In our increasingly globalized and connected world, the ability to work effectively across cultures is more crucial than ever. But what exactly does this entail?

In this episode, we delve into the concept of Cultural Intelligence (CQ) and its role in navigating the challenges of working in a cross-cultural environment.

What is cultural intelligence?

The traditional golden rule—treating others as you’d like to be treated—may prove risky in multicultural contexts. Different cultures tend to have different expectations, and a more nuanced approach to bonding with people across cultures feels like a more appropriate approach.  This is where cultural intelligence, or cultural quotient (CQ), comes into play.

Let’s start by looking at the definition of cultural intelligence. Cultural intelligence is the ability to interact effectively with people from different cultures. It involves understanding and appreciating cultural differences and being able to adapt your own behavior to accommodate those differences.

Individuals with high Cultural Intelligence excel in cross-cultural interactions, as they are able to navigate the complexities of diverse cultures with ease. They quickly build trust and rapport and are proficient in communicating across cultural boundaries.

How culturally intelligent are you?

In an increasingly globalized world, cultural intelligence (CQ) has become an essential skill, both personally and professionally. But what does it truly mean to be culturally intelligent?

Cultural intelligence goes beyond mere awareness of different practices, languages, and customs. It involves an active understanding and appreciation of cultural differences and the ability to adapt your behavior and attitude accordingly.

So, how culturally intelligent are you? Consider these aspects:

  • Awareness: Can you recognize differences and similarities across cultures? Are you aware of your own cultural biases and how they might impact your interactions with people from other cultures?
  • Knowledge: Do you actively seek to understand the cultural norms, practices, and values of others? This includes both the observable aspects, like traditions and behaviors, and the unobservable ones, like beliefs and values.
  • Empathy: Can you empathize with people from different cultural backgrounds, seeing things from their perspective without judgment
  • Adaptability: Are you able to adapt your communication style, behaviors, and expectations to fit various cultural contexts?
  • Curiosity: Do you have a genuine interest in learning about other cultures, asking questions, and engaging in cross-cultural experiences
  • Respect: Do you show respect for different cultural perspectives and practices, even if they are vastly different from your own?
  • Reflection: Do you regularly reflect on your cross-cultural experiences to gain deeper insights and improve your interactions?
  • Flexibility. Are OK with being uncomfortable and not knowing everything? Can you make sense of unfamiliar situations and blend in?

Cultural intelligence is not about knowing everything about every culture. It's about being aware of your own cultural lens, showing respect and empathy towards other cultures, and being willing to learn and adapt. It's a continuous journey, one that enriches both our personal and professional lives.

So, take a moment to reflect: How culturally intelligent are you? And more importantly, how willing are you to grow in this area?

__ENTRIES SHOWN__:
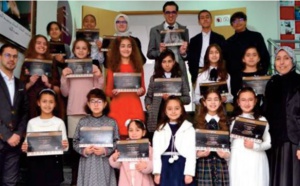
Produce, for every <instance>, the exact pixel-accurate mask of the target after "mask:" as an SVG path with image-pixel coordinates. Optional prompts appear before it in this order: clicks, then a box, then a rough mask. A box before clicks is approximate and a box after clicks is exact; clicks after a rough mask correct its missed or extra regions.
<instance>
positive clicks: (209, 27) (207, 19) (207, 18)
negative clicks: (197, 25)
mask: <svg viewBox="0 0 300 186" xmlns="http://www.w3.org/2000/svg"><path fill="white" fill-rule="evenodd" d="M198 22H199V25H201V27H202V28H205V29H209V28H210V27H211V16H210V14H209V13H208V12H202V13H201V14H200V19H199V20H198Z"/></svg>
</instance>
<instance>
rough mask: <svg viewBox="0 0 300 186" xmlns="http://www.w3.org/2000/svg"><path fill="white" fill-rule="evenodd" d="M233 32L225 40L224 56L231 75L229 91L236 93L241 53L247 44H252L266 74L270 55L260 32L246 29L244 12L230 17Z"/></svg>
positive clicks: (234, 95) (246, 27) (237, 86)
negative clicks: (229, 36)
mask: <svg viewBox="0 0 300 186" xmlns="http://www.w3.org/2000/svg"><path fill="white" fill-rule="evenodd" d="M230 24H231V26H232V28H233V29H234V31H235V33H234V34H233V35H232V36H231V37H229V38H228V39H227V40H226V44H225V47H224V49H225V51H224V58H225V60H226V67H227V71H228V72H229V74H230V76H231V93H232V95H234V96H235V95H236V94H237V92H238V89H239V88H240V86H241V84H242V69H243V62H242V59H243V55H244V53H245V50H246V49H247V48H248V47H249V46H254V47H256V48H257V51H258V53H259V55H260V65H261V69H262V71H263V72H264V73H265V74H267V72H268V68H269V65H270V55H269V52H268V50H267V47H266V44H265V40H264V38H263V36H262V35H261V33H259V32H254V31H250V30H248V29H247V27H246V26H247V16H246V14H245V13H244V12H236V13H234V14H233V15H232V16H231V18H230Z"/></svg>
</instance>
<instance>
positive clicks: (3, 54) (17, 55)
mask: <svg viewBox="0 0 300 186" xmlns="http://www.w3.org/2000/svg"><path fill="white" fill-rule="evenodd" d="M3 56H4V57H5V58H7V59H10V58H11V57H12V58H13V59H18V55H11V54H9V53H4V54H3Z"/></svg>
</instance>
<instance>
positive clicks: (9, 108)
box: [0, 44, 28, 186]
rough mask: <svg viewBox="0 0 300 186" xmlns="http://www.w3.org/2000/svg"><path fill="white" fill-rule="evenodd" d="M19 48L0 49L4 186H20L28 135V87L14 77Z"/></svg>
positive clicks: (2, 181) (2, 164)
mask: <svg viewBox="0 0 300 186" xmlns="http://www.w3.org/2000/svg"><path fill="white" fill-rule="evenodd" d="M17 61H18V51H17V49H16V48H15V47H14V46H12V45H9V44H4V45H3V46H2V47H1V48H0V100H1V109H0V185H2V186H12V185H16V183H17V178H18V172H19V159H20V154H21V148H20V147H21V143H20V142H21V139H22V137H23V136H24V134H25V132H26V125H27V112H28V100H27V96H26V92H25V87H24V84H23V83H21V81H20V80H19V79H17V78H16V77H14V75H13V71H14V69H15V67H16V63H17Z"/></svg>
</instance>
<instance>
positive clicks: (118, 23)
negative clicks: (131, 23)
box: [116, 21, 127, 24]
mask: <svg viewBox="0 0 300 186" xmlns="http://www.w3.org/2000/svg"><path fill="white" fill-rule="evenodd" d="M116 23H117V24H127V21H116Z"/></svg>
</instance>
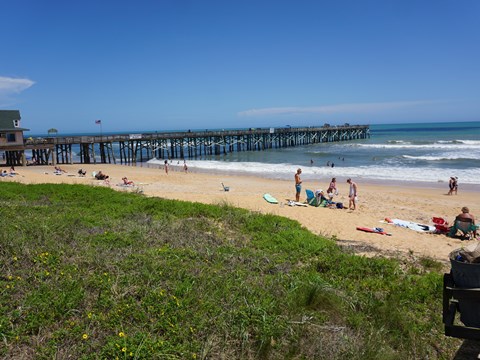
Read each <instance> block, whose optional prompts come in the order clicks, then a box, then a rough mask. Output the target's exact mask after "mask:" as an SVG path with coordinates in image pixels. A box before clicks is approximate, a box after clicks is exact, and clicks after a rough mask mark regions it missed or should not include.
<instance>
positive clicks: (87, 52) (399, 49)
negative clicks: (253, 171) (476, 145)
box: [0, 0, 480, 134]
mask: <svg viewBox="0 0 480 360" xmlns="http://www.w3.org/2000/svg"><path fill="white" fill-rule="evenodd" d="M0 14H1V15H0V34H1V42H0V44H1V49H2V51H1V53H2V55H1V56H0V109H18V110H20V112H21V115H22V126H24V127H27V128H29V129H31V133H34V134H36V133H45V132H46V131H47V130H48V129H49V128H52V127H54V128H57V129H58V130H59V133H68V132H96V131H98V127H99V125H95V120H97V119H101V120H102V127H103V131H104V132H109V131H148V130H151V131H156V130H158V131H161V130H172V129H205V128H209V129H213V128H235V127H270V126H285V125H287V124H288V125H291V126H304V125H319V124H323V123H324V122H329V123H330V124H332V125H333V124H341V123H344V122H349V123H356V124H374V123H401V122H434V121H435V122H436V121H475V120H480V1H478V0H461V1H454V0H449V1H445V0H421V1H419V0H376V1H364V0H350V1H348V0H345V1H332V0H328V1H323V0H318V1H302V0H299V1H292V0H290V1H283V0H274V1H273V0H272V1H261V0H252V1H250V0H237V1H233V0H232V1H229V0H223V1H221V0H218V1H212V0H188V1H187V0H168V1H167V0H156V1H153V0H151V1H142V0H139V1H131V0H130V1H121V0H119V1H110V0H95V1H91V0H84V1H65V0H62V1H60V0H43V1H39V0H15V1H3V2H2V4H1V5H0Z"/></svg>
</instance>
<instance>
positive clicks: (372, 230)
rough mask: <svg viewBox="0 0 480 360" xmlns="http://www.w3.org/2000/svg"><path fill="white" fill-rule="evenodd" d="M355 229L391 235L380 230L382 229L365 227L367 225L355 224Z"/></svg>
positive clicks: (357, 229)
mask: <svg viewBox="0 0 480 360" xmlns="http://www.w3.org/2000/svg"><path fill="white" fill-rule="evenodd" d="M357 230H360V231H365V232H371V233H375V234H380V235H387V236H392V234H389V233H387V232H386V231H382V230H383V229H379V228H367V227H362V226H357Z"/></svg>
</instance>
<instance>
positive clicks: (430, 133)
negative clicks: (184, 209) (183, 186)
mask: <svg viewBox="0 0 480 360" xmlns="http://www.w3.org/2000/svg"><path fill="white" fill-rule="evenodd" d="M370 132H371V138H370V139H365V140H355V141H349V142H339V143H325V144H314V145H307V146H300V147H295V148H286V149H271V150H266V151H252V152H238V153H237V152H235V153H230V154H227V155H221V156H210V157H204V158H202V159H195V160H189V159H187V164H188V166H189V168H190V169H193V170H195V171H200V172H215V173H228V174H244V175H255V176H261V177H267V178H275V179H286V180H287V179H288V180H291V179H293V175H294V173H295V171H296V169H297V168H299V167H300V168H302V173H303V174H302V177H303V179H304V180H319V181H328V180H329V179H330V178H331V177H337V178H339V179H346V178H348V177H351V178H352V179H355V180H357V181H358V180H361V179H365V180H367V181H368V182H372V181H373V182H375V181H380V182H389V181H393V182H414V183H424V184H428V183H448V180H449V178H450V176H457V177H458V179H459V184H460V186H461V185H462V184H472V185H480V122H461V123H458V122H457V123H453V122H450V123H416V124H388V125H385V124H383V125H371V126H370ZM163 161H164V160H163V159H158V160H150V161H149V162H148V163H149V164H153V166H155V165H159V164H163ZM177 163H178V161H177V160H176V159H174V160H173V161H172V164H173V165H176V164H177ZM180 163H182V162H181V161H180ZM332 163H333V164H334V167H332V166H331V164H332ZM182 164H183V163H182ZM327 164H329V165H330V166H327Z"/></svg>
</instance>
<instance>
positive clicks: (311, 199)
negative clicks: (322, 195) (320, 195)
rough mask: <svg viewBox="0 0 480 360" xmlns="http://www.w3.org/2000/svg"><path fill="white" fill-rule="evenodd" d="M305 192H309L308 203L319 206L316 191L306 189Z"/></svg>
mask: <svg viewBox="0 0 480 360" xmlns="http://www.w3.org/2000/svg"><path fill="white" fill-rule="evenodd" d="M305 193H306V194H307V204H308V205H312V206H319V205H320V204H318V201H317V197H316V196H315V193H314V192H313V191H312V190H308V189H306V190H305Z"/></svg>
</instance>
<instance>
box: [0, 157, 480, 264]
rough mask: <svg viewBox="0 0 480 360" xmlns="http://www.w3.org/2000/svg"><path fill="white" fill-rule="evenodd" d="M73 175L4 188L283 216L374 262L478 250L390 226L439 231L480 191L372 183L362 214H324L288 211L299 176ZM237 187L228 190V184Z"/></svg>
mask: <svg viewBox="0 0 480 360" xmlns="http://www.w3.org/2000/svg"><path fill="white" fill-rule="evenodd" d="M80 167H81V168H83V169H84V170H86V171H87V176H85V177H79V176H78V175H77V171H78V169H79V168H80ZM61 168H62V169H64V170H66V171H67V172H66V173H63V174H62V175H55V174H54V172H53V170H54V168H53V166H29V167H18V168H17V169H16V170H17V171H18V173H19V175H16V176H14V177H4V178H1V180H0V181H3V182H6V181H18V182H21V183H26V184H34V183H36V184H38V183H71V184H87V185H92V186H110V187H111V188H112V189H115V190H119V191H138V189H141V190H142V191H143V194H144V195H146V196H155V197H161V198H167V199H177V200H184V201H193V202H201V203H208V204H229V205H232V206H235V207H240V208H245V209H249V210H252V211H257V212H260V213H268V214H275V215H280V216H285V217H288V218H290V219H294V220H297V221H298V222H299V223H301V224H302V225H303V226H304V227H305V228H307V229H309V230H310V231H312V232H313V233H315V234H318V235H324V236H327V237H332V238H334V239H335V240H336V241H337V242H338V243H339V244H341V245H343V246H346V247H348V248H351V249H353V250H354V251H355V252H356V253H360V254H363V255H366V256H375V255H385V256H395V257H400V258H402V257H408V258H416V259H418V258H420V257H422V256H426V257H431V258H433V259H436V260H438V261H441V262H443V263H445V264H447V263H448V254H449V253H450V252H451V251H452V250H454V249H457V248H460V247H463V246H467V245H470V244H472V243H474V242H475V241H476V240H470V241H461V240H458V239H452V238H448V237H446V236H445V235H440V234H429V233H420V232H416V231H414V230H410V229H406V228H402V227H397V226H394V225H389V224H386V223H382V222H381V221H382V220H384V219H385V218H386V217H388V218H395V219H402V220H408V221H413V222H418V223H422V224H427V225H431V224H432V221H431V219H432V217H434V216H435V217H443V218H445V219H446V220H447V221H449V222H450V223H451V222H452V221H453V219H454V218H455V216H456V215H457V214H458V213H460V209H461V208H462V206H468V207H469V208H470V212H471V213H472V214H474V215H476V216H477V218H478V217H479V216H480V194H479V192H478V191H472V190H463V189H461V188H460V190H459V193H458V195H452V196H448V195H446V193H447V187H448V186H447V185H446V184H439V185H437V184H435V185H432V187H428V186H425V185H424V184H423V185H421V186H414V185H409V184H408V183H405V184H402V185H399V184H392V185H389V184H367V183H364V182H363V181H362V180H359V179H353V180H354V181H356V182H357V185H358V198H359V203H358V207H357V210H355V211H351V210H345V209H343V210H341V209H328V208H316V207H311V206H309V207H301V206H294V207H291V206H288V205H287V201H288V200H290V199H294V197H295V189H294V181H293V175H294V171H295V169H292V181H285V180H272V179H265V178H261V177H254V176H238V175H224V174H215V173H208V174H205V173H197V172H195V173H192V172H189V173H188V174H186V173H184V172H183V171H182V170H181V166H179V168H178V169H177V170H176V171H172V170H173V169H170V172H169V174H168V175H167V174H166V173H165V171H164V170H163V169H156V168H148V167H135V166H124V165H110V164H97V165H93V164H92V165H83V164H82V165H79V164H75V165H61ZM99 170H101V171H102V172H103V173H105V174H107V175H109V176H110V185H106V184H104V182H103V181H98V180H95V179H94V178H93V177H92V172H93V171H96V172H98V171H99ZM124 176H126V177H128V179H129V180H132V181H134V182H135V185H136V187H127V188H126V187H121V186H118V184H120V183H122V180H121V179H122V178H123V177H124ZM222 182H223V183H224V184H225V186H228V187H229V188H230V191H228V192H226V191H224V190H223V187H222V185H221V183H222ZM327 187H328V182H325V181H322V182H320V181H318V182H314V181H304V183H303V190H302V194H301V198H300V201H304V200H305V191H304V190H305V189H311V190H315V189H324V190H326V188H327ZM337 188H338V189H339V195H338V196H336V197H335V199H334V201H339V202H343V204H345V205H347V206H348V197H347V195H348V190H349V185H348V184H347V183H346V179H341V178H337ZM265 193H269V194H271V195H273V196H274V197H276V198H277V199H278V201H279V204H270V203H267V202H266V201H265V200H264V199H263V198H262V196H263V194H265ZM357 226H361V227H382V228H384V229H385V231H387V232H389V233H391V234H392V236H385V235H380V234H374V233H366V232H361V231H358V230H356V227H357Z"/></svg>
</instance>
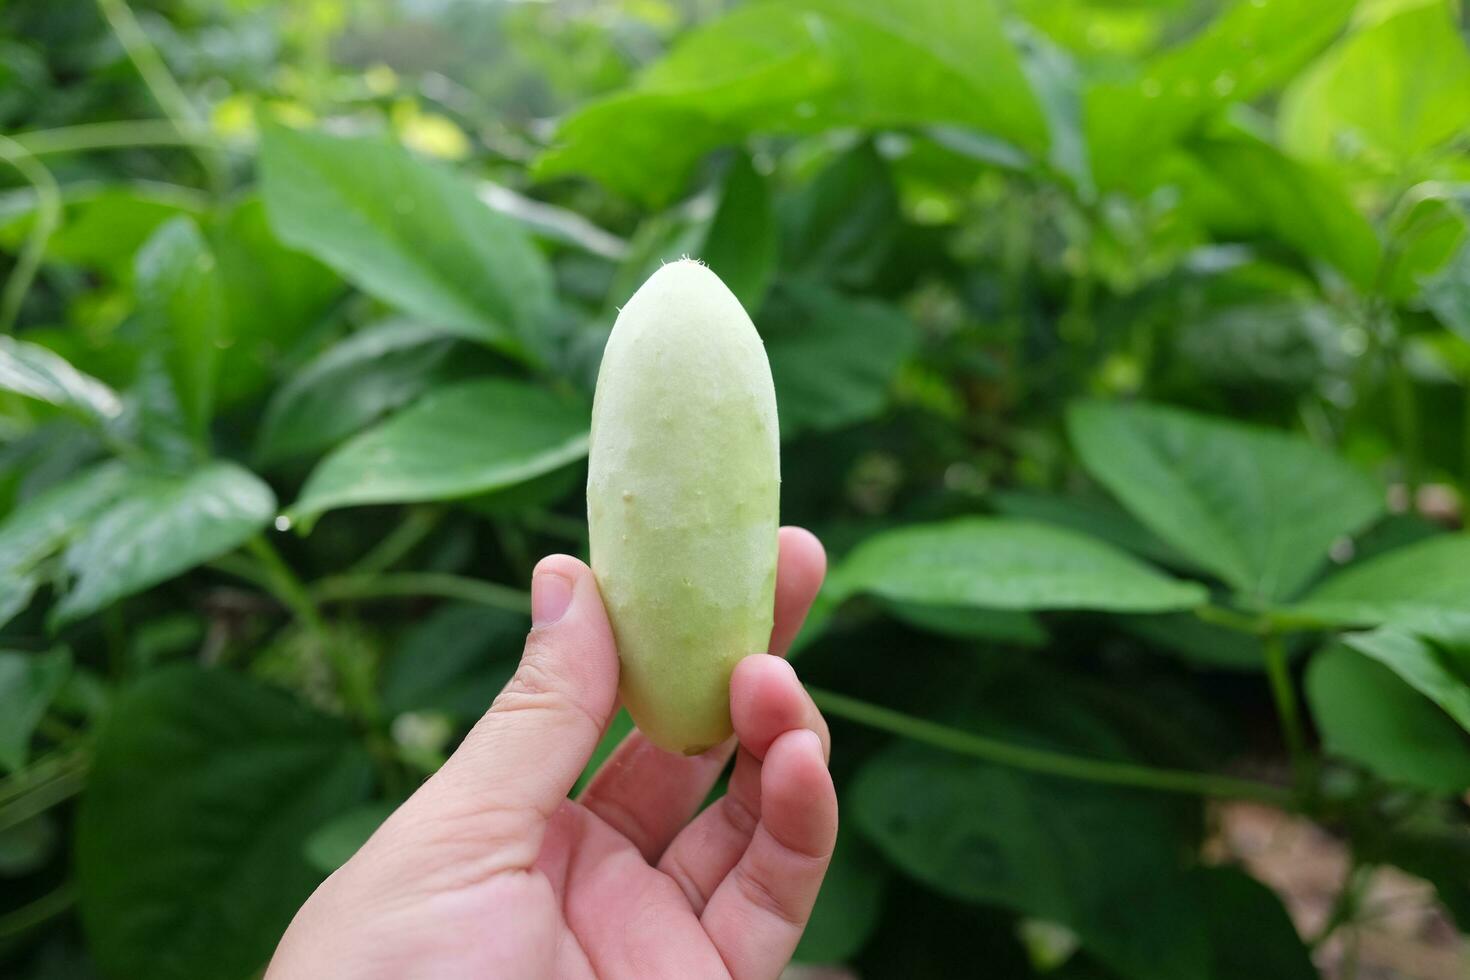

__EXERCISE REQUIREMENTS__: Write the next part of the cultural intelligence article, starting right after its closing question.

__RESULT BELOW__:
Four cultural intelligence components 

Ang, Van Dyne, & Livermore describe four cultural intelligence components or CQ capabilities: motivation (CQ Drive), cognition (CQ Knowledge), meta-cognition (CQ Strategy), and behavior (CQ Action). If you take a CQ Assessment, you will likely be tested on all four (and several sub-dimensions for each capability). Here’s a brief summary:

  • Motivation: CQ-Drive is a person's interest and confidence in functioning effectively in culturally diverse settings. Those who have high CQ-Drive are motivated to learn about other cultures and to interact with people from different cultures. They want to understand how other cultures think and operate, and they’re not afraid of challenges.
  • Cognition: CQ-Knowledge is a person's knowledge about how cultures are similar and how cultures are different. Those with high CQ-Knowledge know a lot about different cultures – their customs, values, beliefs, etc. They’re able to see the world from multiple perspectives and can easily adapt to new situations.
  • Meta-cognition: CQ-Strategy is how a person makes sense of culturally diverse experiences. It occurs when people make judgments about their own thought processes and those of others. Those with high CQ-Strategy know how to navigate cultural differences and can manage conflict effectively.
  • Behavior: CQ-Action is a person's capability to adapt verbal and nonverbal behavior to make it appropriate to diverse cultures. It involves having a flexible repertoire of behavioral responses that suit a variety of situations.

Why does cultural intelligence matter?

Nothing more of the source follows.